Aim of the exercise — Filter the entries below, keeping only lines with the word "grassy".

Material shown —
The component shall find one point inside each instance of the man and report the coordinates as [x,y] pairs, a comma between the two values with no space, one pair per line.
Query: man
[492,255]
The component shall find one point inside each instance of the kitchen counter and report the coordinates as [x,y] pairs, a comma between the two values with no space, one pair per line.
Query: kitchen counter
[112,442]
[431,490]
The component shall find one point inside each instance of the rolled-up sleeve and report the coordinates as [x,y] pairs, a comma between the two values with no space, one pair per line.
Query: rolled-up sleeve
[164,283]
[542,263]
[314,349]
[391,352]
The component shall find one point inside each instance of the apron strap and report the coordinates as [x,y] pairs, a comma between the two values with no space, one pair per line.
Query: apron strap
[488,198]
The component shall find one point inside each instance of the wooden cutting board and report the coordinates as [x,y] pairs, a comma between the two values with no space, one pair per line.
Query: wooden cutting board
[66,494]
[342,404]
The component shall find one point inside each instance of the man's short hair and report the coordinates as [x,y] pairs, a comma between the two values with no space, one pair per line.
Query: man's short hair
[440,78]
...
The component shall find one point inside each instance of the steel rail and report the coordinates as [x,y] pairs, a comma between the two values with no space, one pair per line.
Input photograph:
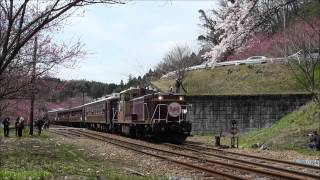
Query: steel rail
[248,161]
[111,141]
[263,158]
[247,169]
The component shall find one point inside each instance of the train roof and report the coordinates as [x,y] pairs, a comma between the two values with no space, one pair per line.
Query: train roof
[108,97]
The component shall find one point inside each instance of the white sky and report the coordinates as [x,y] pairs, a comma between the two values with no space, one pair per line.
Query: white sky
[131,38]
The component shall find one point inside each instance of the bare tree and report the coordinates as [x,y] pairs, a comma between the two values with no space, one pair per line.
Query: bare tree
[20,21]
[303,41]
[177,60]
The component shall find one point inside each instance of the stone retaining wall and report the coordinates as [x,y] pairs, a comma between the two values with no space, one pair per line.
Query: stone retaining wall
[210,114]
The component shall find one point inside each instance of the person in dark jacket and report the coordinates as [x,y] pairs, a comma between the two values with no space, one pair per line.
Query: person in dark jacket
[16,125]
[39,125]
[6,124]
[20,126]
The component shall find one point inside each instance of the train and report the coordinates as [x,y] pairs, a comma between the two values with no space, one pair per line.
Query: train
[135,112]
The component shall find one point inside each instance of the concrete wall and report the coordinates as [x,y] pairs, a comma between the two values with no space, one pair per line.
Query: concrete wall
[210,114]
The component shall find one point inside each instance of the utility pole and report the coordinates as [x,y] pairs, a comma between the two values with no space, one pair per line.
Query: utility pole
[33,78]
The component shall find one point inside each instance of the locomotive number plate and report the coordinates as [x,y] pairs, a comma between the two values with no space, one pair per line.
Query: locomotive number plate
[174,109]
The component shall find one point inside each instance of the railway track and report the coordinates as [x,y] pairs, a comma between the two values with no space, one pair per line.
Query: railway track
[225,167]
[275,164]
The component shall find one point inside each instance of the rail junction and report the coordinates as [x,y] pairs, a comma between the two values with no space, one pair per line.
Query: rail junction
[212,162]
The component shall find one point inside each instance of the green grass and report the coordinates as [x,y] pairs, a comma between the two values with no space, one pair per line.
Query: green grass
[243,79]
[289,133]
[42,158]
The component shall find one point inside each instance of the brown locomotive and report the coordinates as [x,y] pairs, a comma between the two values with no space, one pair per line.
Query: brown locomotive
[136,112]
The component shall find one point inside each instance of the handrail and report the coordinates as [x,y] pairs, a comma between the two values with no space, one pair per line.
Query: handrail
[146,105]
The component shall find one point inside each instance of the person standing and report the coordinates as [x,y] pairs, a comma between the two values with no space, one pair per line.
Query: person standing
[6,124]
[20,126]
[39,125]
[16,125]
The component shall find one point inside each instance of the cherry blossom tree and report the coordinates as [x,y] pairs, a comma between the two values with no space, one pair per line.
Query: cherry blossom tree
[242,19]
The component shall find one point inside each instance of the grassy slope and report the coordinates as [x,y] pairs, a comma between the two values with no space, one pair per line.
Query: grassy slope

Response to the task —
The component shall find one point inside each instance of the grassy slope and report the coordinates as [x,y] pairs, a comma between the two values with no space, one pair per line.
Query: grassy slope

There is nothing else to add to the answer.